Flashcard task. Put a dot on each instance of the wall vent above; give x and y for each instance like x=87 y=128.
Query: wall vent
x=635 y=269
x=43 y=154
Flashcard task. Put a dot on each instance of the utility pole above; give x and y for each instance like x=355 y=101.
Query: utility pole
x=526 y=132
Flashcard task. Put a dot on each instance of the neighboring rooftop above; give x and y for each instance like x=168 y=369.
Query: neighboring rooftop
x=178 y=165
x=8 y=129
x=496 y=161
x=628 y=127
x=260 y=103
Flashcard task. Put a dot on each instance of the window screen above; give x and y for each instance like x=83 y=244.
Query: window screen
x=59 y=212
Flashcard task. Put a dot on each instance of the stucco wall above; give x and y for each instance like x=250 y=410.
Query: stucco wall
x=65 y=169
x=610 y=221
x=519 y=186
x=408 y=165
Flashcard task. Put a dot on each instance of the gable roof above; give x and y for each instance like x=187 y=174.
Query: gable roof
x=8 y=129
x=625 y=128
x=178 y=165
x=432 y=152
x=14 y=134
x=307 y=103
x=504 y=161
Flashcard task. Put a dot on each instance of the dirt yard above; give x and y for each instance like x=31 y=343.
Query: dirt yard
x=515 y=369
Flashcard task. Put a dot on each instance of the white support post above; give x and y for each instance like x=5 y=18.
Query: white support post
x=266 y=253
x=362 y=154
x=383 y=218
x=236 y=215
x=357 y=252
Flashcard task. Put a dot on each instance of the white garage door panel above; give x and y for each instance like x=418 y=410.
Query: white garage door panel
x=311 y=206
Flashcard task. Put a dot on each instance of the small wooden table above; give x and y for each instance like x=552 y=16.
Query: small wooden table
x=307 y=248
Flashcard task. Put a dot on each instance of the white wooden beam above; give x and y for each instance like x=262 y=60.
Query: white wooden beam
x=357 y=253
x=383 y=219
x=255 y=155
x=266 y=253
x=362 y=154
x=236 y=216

■ Task to complete ■
Please rewrite all of the material above with "stucco wall" replaced by "plaster wall" and everything else left unchanged.

■ Solution to this exercise ■
Flashcard task. Put a dot on each instance of the wall vent above; give x and y for each instance like x=87 y=128.
Query: wall vent
x=635 y=269
x=43 y=154
Flashcard task. Put a dot on each instance of the utility pole above; give x and y for each instance like x=355 y=101.
Query: utility pole
x=526 y=132
Flashcard task. Put a dot on each instance of the neighboring rooftop above; give x and y for each instance like x=168 y=369.
Query: neighboring rooftop
x=178 y=165
x=8 y=129
x=496 y=161
x=628 y=127
x=260 y=103
Flashcard task. Put a dot on each instance of the window screen above; give x and y for each instance like x=83 y=244.
Query: window screen
x=59 y=212
Flashcard task. Put a dot on each instance of the plaster wall above; give x and y for each instance like x=250 y=410.
Query: plaster wall
x=65 y=169
x=610 y=221
x=519 y=186
x=408 y=165
Flashcard task. Put a dot on each instance of the gable roof above; give x and y for each instance like x=187 y=174.
Query: gable roof
x=8 y=129
x=625 y=128
x=178 y=165
x=432 y=152
x=14 y=134
x=307 y=103
x=504 y=161
Flashcard task. Put a dot on each instance of the dirt yard above; give x and y for each instance like x=31 y=343.
Query: dirt yard
x=515 y=369
Flashcard task. Put a dot on each instance of the white support post above; give x and y for each instance like x=5 y=18.
Query: white support post
x=266 y=253
x=362 y=154
x=383 y=218
x=236 y=215
x=357 y=252
Flashcard task. Put a dot on each instance of the white garage door panel above; give x and y for each instance like x=418 y=410.
Query: white garage door panel
x=311 y=206
Flashcard task. Put a dot on each instance of the small wooden table above; give x and y for each instance like x=552 y=16.
Query: small wooden table
x=307 y=248
Flashcard task. Put a dot on each instance of the white wooden beam above; give x and y for each instance like x=262 y=60.
Query: white wooden beam
x=357 y=253
x=383 y=219
x=255 y=155
x=266 y=253
x=362 y=154
x=236 y=216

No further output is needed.